## EXERCISE TASK
Report every line in the listing below that contains the string "green".

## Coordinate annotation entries
— start —
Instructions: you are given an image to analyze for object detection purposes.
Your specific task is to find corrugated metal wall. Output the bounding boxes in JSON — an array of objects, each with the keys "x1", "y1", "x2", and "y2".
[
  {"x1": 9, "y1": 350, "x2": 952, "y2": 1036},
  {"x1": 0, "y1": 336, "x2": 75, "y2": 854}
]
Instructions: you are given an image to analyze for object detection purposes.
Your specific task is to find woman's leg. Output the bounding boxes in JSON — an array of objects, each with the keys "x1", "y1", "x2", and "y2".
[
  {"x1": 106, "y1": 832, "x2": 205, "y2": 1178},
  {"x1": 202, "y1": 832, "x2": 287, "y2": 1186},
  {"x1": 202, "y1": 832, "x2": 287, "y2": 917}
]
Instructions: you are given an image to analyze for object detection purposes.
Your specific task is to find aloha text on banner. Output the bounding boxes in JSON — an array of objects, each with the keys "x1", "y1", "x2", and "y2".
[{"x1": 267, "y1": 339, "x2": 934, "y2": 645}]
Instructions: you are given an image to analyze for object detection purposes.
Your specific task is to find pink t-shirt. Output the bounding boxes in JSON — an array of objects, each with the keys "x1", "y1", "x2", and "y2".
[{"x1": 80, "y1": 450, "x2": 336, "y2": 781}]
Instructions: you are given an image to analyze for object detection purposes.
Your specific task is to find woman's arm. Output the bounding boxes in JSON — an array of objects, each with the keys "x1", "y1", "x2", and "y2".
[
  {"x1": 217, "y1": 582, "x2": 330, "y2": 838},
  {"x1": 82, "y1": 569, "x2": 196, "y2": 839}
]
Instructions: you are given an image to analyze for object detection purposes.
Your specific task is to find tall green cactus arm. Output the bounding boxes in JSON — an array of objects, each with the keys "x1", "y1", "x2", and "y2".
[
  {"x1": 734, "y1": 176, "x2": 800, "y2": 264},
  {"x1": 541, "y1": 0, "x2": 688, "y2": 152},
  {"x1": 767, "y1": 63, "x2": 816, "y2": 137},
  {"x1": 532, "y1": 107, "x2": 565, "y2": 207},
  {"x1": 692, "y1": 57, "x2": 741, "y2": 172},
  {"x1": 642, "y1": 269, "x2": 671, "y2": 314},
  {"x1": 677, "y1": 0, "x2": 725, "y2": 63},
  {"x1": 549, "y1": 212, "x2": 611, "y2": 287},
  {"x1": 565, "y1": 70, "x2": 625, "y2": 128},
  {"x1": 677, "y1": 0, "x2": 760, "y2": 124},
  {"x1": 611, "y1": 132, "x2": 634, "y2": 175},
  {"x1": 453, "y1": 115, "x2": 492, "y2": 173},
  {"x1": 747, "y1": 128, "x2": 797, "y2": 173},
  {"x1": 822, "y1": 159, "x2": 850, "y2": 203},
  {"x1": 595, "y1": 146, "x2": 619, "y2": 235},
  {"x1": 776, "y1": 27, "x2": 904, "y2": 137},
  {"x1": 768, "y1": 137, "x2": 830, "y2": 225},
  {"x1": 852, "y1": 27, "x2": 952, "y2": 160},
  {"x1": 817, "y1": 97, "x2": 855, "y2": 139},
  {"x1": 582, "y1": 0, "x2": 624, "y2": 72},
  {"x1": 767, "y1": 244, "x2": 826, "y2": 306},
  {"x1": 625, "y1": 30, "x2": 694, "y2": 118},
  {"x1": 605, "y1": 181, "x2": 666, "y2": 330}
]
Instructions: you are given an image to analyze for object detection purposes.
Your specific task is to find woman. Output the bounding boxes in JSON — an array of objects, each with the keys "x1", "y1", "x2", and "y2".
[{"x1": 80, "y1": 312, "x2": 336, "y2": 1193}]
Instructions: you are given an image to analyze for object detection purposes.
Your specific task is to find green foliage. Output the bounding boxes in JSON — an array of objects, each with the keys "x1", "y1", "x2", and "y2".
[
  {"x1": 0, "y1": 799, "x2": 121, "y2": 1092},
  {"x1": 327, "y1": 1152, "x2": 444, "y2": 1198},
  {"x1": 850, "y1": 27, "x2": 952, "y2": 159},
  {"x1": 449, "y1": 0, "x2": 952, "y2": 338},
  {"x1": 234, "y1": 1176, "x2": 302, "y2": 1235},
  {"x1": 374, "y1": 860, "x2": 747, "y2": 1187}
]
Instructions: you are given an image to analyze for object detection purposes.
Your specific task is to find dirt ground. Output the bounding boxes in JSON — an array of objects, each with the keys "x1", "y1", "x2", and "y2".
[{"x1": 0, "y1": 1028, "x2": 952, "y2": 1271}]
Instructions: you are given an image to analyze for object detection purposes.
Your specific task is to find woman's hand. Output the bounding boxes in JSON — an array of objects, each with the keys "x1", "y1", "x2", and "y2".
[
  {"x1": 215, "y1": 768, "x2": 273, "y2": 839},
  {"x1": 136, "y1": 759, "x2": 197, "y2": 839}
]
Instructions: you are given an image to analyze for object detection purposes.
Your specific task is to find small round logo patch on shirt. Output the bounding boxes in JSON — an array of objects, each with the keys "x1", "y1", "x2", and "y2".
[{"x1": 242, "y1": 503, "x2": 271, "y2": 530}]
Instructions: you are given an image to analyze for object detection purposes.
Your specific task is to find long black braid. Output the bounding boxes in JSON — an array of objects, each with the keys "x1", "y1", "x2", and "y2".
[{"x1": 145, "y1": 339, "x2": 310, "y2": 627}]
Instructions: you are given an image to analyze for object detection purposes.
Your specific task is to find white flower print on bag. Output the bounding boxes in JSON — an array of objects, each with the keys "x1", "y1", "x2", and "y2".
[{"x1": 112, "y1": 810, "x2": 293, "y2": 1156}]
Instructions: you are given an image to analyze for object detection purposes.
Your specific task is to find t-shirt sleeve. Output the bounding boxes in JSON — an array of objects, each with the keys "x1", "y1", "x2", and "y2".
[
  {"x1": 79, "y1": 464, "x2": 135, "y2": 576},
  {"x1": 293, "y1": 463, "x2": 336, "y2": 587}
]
— end —
## THE RESPONSE
Your specific task is to find tall green cactus arm. Output the bounding boxes in JSON — an array of objects, each with the keys "x1", "y1", "x2", and "y2".
Your specific task is to find green foliage. Output the bounding boxes in JSON — an array of objects, each with the keys "x1", "y1", "x2", and "y2".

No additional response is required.